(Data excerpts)
┌──
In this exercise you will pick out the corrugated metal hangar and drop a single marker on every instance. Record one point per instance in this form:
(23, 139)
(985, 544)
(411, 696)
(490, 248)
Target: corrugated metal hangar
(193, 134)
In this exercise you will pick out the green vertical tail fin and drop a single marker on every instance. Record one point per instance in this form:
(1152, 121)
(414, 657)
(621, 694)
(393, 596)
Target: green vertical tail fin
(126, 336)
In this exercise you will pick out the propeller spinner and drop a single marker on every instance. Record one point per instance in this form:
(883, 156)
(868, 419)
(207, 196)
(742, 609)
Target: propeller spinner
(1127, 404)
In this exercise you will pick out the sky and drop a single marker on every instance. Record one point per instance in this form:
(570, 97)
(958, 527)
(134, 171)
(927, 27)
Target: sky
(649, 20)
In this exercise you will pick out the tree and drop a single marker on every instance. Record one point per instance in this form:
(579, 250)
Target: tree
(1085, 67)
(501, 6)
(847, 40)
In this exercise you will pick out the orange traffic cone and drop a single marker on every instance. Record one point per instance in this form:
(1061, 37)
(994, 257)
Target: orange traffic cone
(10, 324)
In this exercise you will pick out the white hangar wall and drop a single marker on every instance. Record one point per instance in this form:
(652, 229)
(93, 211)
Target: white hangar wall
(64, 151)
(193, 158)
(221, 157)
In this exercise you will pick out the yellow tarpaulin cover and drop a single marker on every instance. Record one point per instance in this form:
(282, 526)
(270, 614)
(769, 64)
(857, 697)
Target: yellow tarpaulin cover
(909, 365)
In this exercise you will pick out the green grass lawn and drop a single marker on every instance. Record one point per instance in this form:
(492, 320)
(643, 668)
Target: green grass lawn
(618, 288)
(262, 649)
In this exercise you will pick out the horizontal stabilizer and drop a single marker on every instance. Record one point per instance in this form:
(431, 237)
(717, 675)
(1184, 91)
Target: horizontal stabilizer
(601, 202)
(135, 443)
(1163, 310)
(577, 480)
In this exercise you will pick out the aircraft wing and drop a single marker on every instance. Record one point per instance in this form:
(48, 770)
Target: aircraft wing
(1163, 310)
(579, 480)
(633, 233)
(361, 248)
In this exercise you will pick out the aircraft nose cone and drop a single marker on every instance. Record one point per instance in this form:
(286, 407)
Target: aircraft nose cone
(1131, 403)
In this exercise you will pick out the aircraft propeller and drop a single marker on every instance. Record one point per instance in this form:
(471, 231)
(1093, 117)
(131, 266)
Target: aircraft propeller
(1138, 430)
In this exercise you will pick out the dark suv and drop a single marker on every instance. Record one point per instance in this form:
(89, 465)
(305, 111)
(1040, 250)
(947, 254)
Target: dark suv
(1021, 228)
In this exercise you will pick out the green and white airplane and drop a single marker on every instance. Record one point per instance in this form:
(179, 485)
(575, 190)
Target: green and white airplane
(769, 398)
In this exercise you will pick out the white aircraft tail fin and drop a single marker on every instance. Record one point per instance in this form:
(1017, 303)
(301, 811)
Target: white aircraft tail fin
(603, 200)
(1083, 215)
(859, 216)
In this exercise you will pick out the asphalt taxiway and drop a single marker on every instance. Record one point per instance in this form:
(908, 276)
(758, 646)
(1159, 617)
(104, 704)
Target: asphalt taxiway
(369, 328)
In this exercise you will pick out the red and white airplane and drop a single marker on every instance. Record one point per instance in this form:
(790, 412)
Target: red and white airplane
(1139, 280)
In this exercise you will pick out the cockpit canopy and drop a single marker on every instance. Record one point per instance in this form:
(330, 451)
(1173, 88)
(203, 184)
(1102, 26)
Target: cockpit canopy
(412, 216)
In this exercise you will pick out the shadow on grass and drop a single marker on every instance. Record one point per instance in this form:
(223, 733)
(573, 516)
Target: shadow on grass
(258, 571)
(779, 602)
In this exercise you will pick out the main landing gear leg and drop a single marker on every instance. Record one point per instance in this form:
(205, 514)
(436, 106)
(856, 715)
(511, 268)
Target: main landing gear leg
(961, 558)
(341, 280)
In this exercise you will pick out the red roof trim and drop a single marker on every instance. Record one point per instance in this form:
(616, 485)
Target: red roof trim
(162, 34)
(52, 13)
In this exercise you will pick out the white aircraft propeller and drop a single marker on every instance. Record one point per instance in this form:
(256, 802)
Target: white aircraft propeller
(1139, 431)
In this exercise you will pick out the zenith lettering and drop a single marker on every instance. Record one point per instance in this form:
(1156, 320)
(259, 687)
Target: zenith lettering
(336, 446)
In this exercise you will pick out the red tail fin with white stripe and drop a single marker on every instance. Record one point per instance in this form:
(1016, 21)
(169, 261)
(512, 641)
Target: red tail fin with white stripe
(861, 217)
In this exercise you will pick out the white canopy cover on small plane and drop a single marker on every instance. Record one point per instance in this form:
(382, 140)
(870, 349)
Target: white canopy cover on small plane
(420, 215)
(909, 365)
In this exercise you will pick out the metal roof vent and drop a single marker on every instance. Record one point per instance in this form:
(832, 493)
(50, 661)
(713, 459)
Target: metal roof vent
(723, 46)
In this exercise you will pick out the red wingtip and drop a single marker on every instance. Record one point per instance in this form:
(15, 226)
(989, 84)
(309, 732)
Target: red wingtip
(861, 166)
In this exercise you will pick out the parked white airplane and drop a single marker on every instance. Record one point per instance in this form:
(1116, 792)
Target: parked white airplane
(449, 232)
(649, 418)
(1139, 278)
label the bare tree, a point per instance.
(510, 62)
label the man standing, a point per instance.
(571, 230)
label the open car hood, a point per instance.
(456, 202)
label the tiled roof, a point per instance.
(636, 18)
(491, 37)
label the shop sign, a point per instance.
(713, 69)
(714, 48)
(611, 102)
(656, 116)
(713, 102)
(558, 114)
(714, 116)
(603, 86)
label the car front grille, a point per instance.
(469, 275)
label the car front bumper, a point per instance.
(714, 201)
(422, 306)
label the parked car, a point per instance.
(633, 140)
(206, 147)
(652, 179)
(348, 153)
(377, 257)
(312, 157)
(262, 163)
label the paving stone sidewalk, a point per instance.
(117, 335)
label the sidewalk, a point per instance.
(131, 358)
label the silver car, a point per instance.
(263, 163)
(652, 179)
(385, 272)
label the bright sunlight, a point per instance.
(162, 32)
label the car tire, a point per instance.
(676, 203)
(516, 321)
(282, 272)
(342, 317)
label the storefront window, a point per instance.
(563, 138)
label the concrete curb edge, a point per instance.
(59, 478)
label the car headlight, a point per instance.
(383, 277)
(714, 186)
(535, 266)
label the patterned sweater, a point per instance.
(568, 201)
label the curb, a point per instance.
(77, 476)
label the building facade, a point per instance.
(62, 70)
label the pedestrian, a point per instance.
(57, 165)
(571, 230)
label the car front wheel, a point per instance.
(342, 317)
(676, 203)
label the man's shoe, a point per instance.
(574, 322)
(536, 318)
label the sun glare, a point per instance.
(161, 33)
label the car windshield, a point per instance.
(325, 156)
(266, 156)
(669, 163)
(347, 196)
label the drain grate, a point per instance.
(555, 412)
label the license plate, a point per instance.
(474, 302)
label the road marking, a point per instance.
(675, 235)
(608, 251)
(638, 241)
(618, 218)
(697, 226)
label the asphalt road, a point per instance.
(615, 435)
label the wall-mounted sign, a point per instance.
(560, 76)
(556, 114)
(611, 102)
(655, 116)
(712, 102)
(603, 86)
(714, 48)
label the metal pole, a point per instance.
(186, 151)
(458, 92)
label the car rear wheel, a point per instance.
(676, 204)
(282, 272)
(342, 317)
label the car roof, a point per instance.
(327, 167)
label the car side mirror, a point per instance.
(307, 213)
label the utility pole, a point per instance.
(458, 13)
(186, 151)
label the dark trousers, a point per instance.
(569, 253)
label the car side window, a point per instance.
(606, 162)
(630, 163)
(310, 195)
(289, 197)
└──
Assignment>
Set down each entry exactly, leaving none out.

Answer to this exercise>
In this exercise you will pick out the corrugated metal hangar and drop a single marker on every instance. Record one point per instance in this form:
(23, 139)
(985, 544)
(411, 696)
(490, 248)
Target: corrugated metal hangar
(193, 134)
In this exercise you will pick out the green vertical tail fin and drop a single marker on every instance. Record one point per instance in this form:
(1152, 121)
(414, 657)
(621, 694)
(393, 596)
Target: green vertical tail fin
(126, 336)
In this exercise you will pick out the propeller spinner and drop a single marker on every instance. Record one point per instance in this form:
(883, 156)
(868, 419)
(207, 196)
(742, 609)
Target: propeller spinner
(1127, 404)
In this exercise you will pick out the sky and drop a single marker on every instance. Record one point per instance in this form:
(570, 97)
(958, 527)
(134, 171)
(927, 27)
Target: sky
(649, 20)
In this exercise you will pick out the tree and drop a single marker on every instance. Record one point per instance in this form:
(579, 250)
Target: tree
(1085, 67)
(501, 6)
(847, 40)
In this exercise you will pick out the orange traffic cone and drop a single marker on every instance. Record one point per instance in this form:
(1061, 37)
(994, 257)
Target: orange traffic cone
(10, 324)
In this exercise you will pick out the white hangar wall and drop a single marker on every instance. Record one point per instance in this form:
(652, 229)
(93, 211)
Target: white hangar wall
(64, 151)
(193, 158)
(221, 157)
In this exercise you will pick out the yellow tarpaulin cover and drop a single marker on every instance. Record one point per instance in this form:
(282, 526)
(270, 614)
(769, 64)
(857, 697)
Target: yellow tarpaulin cover
(909, 365)
In this exercise you will pick out the green grass lawn and drop a single marker on every instance. Record one point per instance in this form:
(492, 320)
(643, 668)
Target: green grass lawn
(618, 288)
(262, 649)
In this exercise you will pick out the horizontal stabilizer and drop a single marker on every instance. Record one point per instance in this form:
(431, 237)
(717, 675)
(1184, 91)
Target: horizontal stabilizer
(601, 202)
(135, 443)
(1163, 310)
(577, 480)
In this exercise you will pick out the aircraft wing and drop a single marker on every instance. Record one point per instance in this form:
(48, 770)
Target: aircraft wing
(1163, 310)
(579, 480)
(633, 233)
(361, 248)
In this exercise you will pick out the aircraft nose cone and drop a single marker on every instance. Record one point per instance in this form:
(286, 407)
Target: aircraft nose cone
(1131, 403)
In this exercise you will pick out the aircraft propeller and drop a single marker on every instance. Record one point per instance in this form:
(471, 231)
(1093, 117)
(131, 266)
Target: aircraft propeller
(1138, 430)
In this exercise you will pick out the dark suv and drop a single marker on every instance. Record one point per instance in this form:
(89, 465)
(305, 111)
(1040, 250)
(947, 254)
Target: dark suv
(1021, 228)
In this exercise you will pick out the green and white airplane and drop a single marker on every instance. Record one point per instance in this form:
(179, 485)
(575, 190)
Target: green and white airplane
(769, 398)
In this exercise you will pick out the white aircraft tail fin and drop a single marker on every instance. Record one point per instance in this form:
(1017, 303)
(301, 811)
Target: white aircraft tail fin
(603, 200)
(1083, 215)
(859, 216)
In this exercise you will pick out the asphalt taxiway and drop a single marker on every instance. Record one point per instance in this form:
(908, 276)
(758, 646)
(1159, 617)
(104, 704)
Target: asphalt taxiway
(369, 328)
In this exercise you will pick out the red and white airplane and drop a single marker on every instance. Record one point per instance in this form:
(790, 412)
Target: red and white airplane
(1139, 280)
In this exercise you will pick out the cockpit canopy and drop a single marker on every instance. Record one point per instance in this form:
(330, 451)
(1173, 88)
(203, 184)
(1102, 26)
Target: cockpit canopy
(412, 216)
In this exercise you will pick out the shadow on grass and drop a single marker on every instance. Record one point per instance in this form:
(223, 733)
(573, 516)
Target: shadow on grass
(258, 571)
(779, 602)
In this exercise you will pick out the main landing gear leg and drop a single marker on every instance. Record one point per instance in this form:
(205, 514)
(436, 106)
(856, 715)
(511, 268)
Target: main landing gear leg
(961, 558)
(341, 280)
In this exercise you will pick out the red roof trim and drop a single marker on every instance. Record one point per instance in this form:
(616, 485)
Target: red roof trim
(162, 34)
(52, 13)
In this exercise you will pick out the white aircraft propeller and drop a single marker on every instance. Record one point per instance in this form:
(256, 802)
Target: white aircraft propeller
(1139, 431)
In this exercise you will pick out the zenith lettering and drop a single marker on every instance. Record one point per instance in this form:
(1156, 320)
(259, 687)
Target: zenith lettering
(336, 446)
In this exercise you will pick out the red tail fin with white stripe and drop a single marker on every instance. Record one point per instance in this form:
(1016, 21)
(169, 261)
(512, 641)
Target: red tail fin with white stripe
(861, 217)
In this exercise you will pick out the white canopy cover on small plane and drop a single marker on every instance. Record one point per instance in this form:
(382, 140)
(870, 349)
Target: white canopy cover on small plane
(420, 215)
(909, 365)
In this exercise you will pick out the metal roof vent and drop a single marker on every instance. Record one point per instance in this form:
(832, 493)
(50, 661)
(713, 459)
Target: metal roof vent
(723, 46)
In this exercise you will pick out the red wingtip and drop a single marker on every instance. Record one point per instance in this form:
(15, 226)
(989, 84)
(309, 732)
Target: red wingtip
(861, 166)
In this exercise you will pick out the parked white airplane and drop a single marker on every instance. Record one point per instance in this form:
(1116, 792)
Target: parked white airplane
(449, 232)
(649, 418)
(1139, 278)
label the bare tree, a point per instance.
(510, 62)
label the man standing, a point per instance.
(571, 230)
label the open car hood, a point per instance.
(456, 202)
label the tiled roof, a point per instance.
(636, 18)
(491, 37)
label the shop sign, a point per instance.
(713, 69)
(714, 48)
(611, 102)
(656, 116)
(713, 102)
(558, 114)
(714, 116)
(603, 86)
label the car front grille, a point per instance.
(469, 275)
label the car front bumper, a point per instance.
(714, 201)
(422, 306)
label the parked car, a point per instance.
(633, 140)
(206, 147)
(652, 179)
(348, 153)
(377, 257)
(312, 157)
(262, 163)
label the paving stone sidewalk, a point per instance.
(117, 335)
label the sidewalk, a point per instance.
(131, 358)
label the silver car, a point per instance.
(263, 163)
(652, 179)
(385, 272)
label the bright sunlight, a point per instance.
(162, 32)
label the car tire, a point per instance.
(676, 203)
(516, 321)
(282, 272)
(342, 317)
label the storefront window, a point per instance.
(563, 138)
label the concrete curb edge, a point per instance.
(59, 478)
label the car headlight, a point per instance.
(383, 277)
(714, 186)
(535, 266)
label the patterned sweater, a point per instance.
(568, 201)
label the curb, a point per instance.
(77, 476)
label the building facade, a point per instance.
(62, 70)
label the pedestrian, a point per instance.
(57, 165)
(571, 230)
label the car front wheel, a point per instance.
(342, 317)
(676, 203)
label the man's shoe, a point per instance.
(574, 322)
(536, 318)
label the sun glare, a point per instance.
(161, 33)
label the car windshield, a point per instance.
(325, 156)
(266, 156)
(669, 163)
(347, 196)
label the drain grate, a point per instance.
(555, 412)
label the license plate, a point per instance.
(474, 302)
label the road marking, a point per instance.
(675, 235)
(608, 251)
(638, 241)
(618, 218)
(697, 226)
label the asphalt road, a point per instance.
(615, 435)
label the wall-mounted sign, a point per instance.
(560, 76)
(556, 114)
(611, 102)
(655, 116)
(712, 102)
(603, 86)
(714, 48)
label the metal pole, a point per instance.
(186, 151)
(458, 92)
label the car rear wheel, a point per instance.
(676, 204)
(282, 272)
(342, 317)
label the car roof, a point per instance.
(327, 167)
label the car side mirror, a point per instance.
(307, 213)
label the utility pole, a point per instance.
(458, 13)
(186, 151)
label the dark trousers, a point per instance.
(569, 253)
label the car side window, a point per instance.
(606, 162)
(630, 163)
(310, 195)
(289, 197)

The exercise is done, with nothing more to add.